* **REQUIRED WORK**: Update the records below so that every "positioned" becomes "located", with everything else left unchanged. Leave the pictures out of your answer.

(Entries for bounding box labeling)

********************

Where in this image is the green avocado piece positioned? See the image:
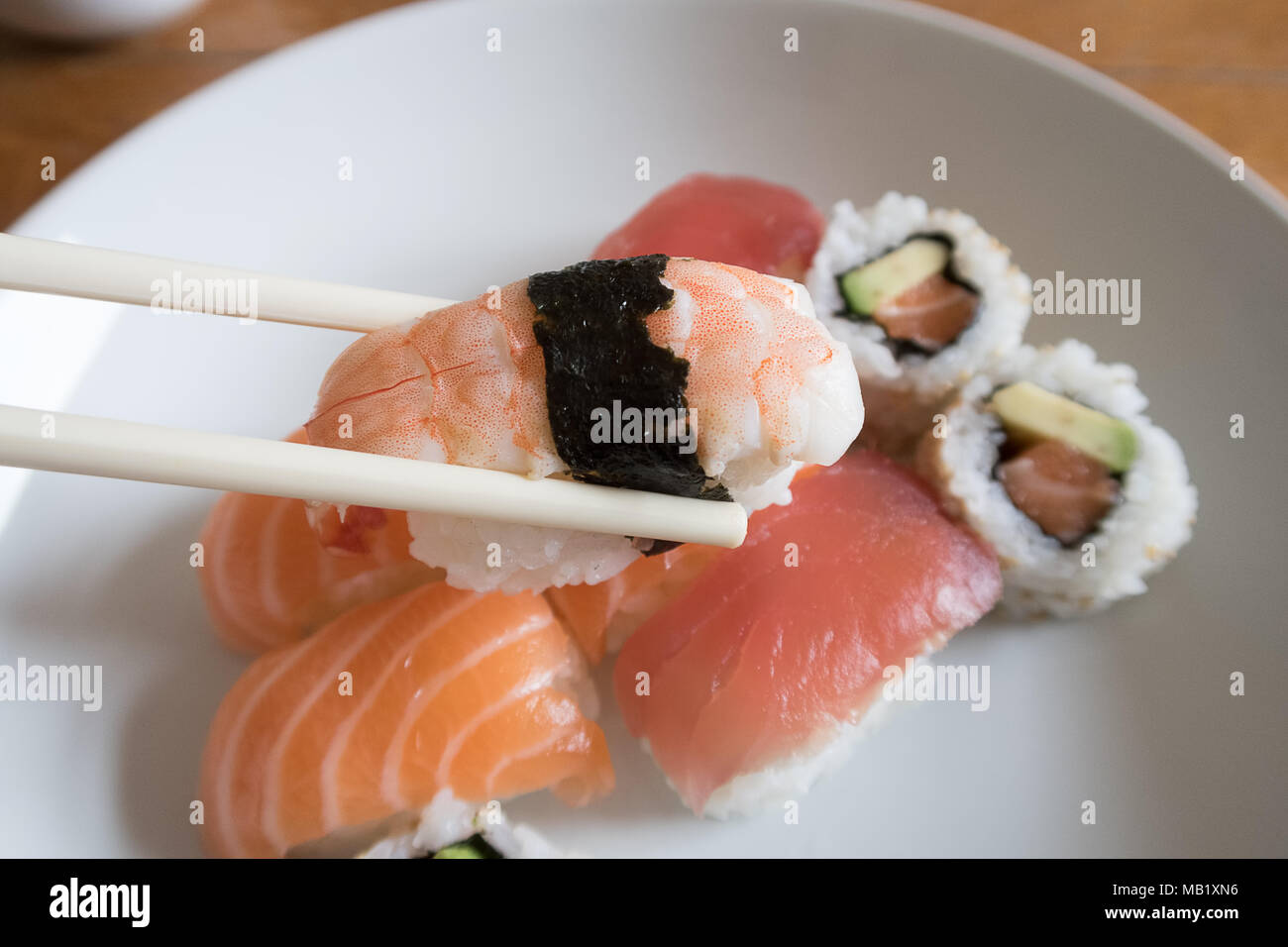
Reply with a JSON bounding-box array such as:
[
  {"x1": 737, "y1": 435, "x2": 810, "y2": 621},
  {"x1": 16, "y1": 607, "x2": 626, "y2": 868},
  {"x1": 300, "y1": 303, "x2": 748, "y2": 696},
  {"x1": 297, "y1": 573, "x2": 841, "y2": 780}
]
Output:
[
  {"x1": 992, "y1": 381, "x2": 1136, "y2": 473},
  {"x1": 841, "y1": 237, "x2": 949, "y2": 316},
  {"x1": 434, "y1": 841, "x2": 484, "y2": 858}
]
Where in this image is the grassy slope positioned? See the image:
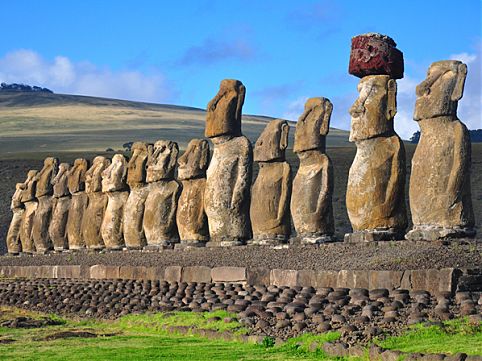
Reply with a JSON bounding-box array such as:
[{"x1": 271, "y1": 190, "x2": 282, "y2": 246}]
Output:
[{"x1": 0, "y1": 93, "x2": 349, "y2": 156}]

********************

* **SOLUTION TO THE PROBLEM**:
Where in this image is the green avocado piece located? See the image:
Reply with a JSON bounding-box array such as:
[
  {"x1": 737, "y1": 435, "x2": 810, "y2": 621},
  {"x1": 16, "y1": 607, "x2": 626, "y2": 868},
  {"x1": 300, "y1": 303, "x2": 748, "y2": 696},
  {"x1": 297, "y1": 573, "x2": 841, "y2": 780}
]
Output:
[
  {"x1": 992, "y1": 381, "x2": 1136, "y2": 473},
  {"x1": 841, "y1": 237, "x2": 949, "y2": 316},
  {"x1": 434, "y1": 841, "x2": 484, "y2": 858}
]
Where in this image is the grassy slope located? See the image:
Reply with a JSON bounding-box array such as:
[{"x1": 271, "y1": 190, "x2": 282, "y2": 246}]
Output:
[{"x1": 0, "y1": 93, "x2": 349, "y2": 156}]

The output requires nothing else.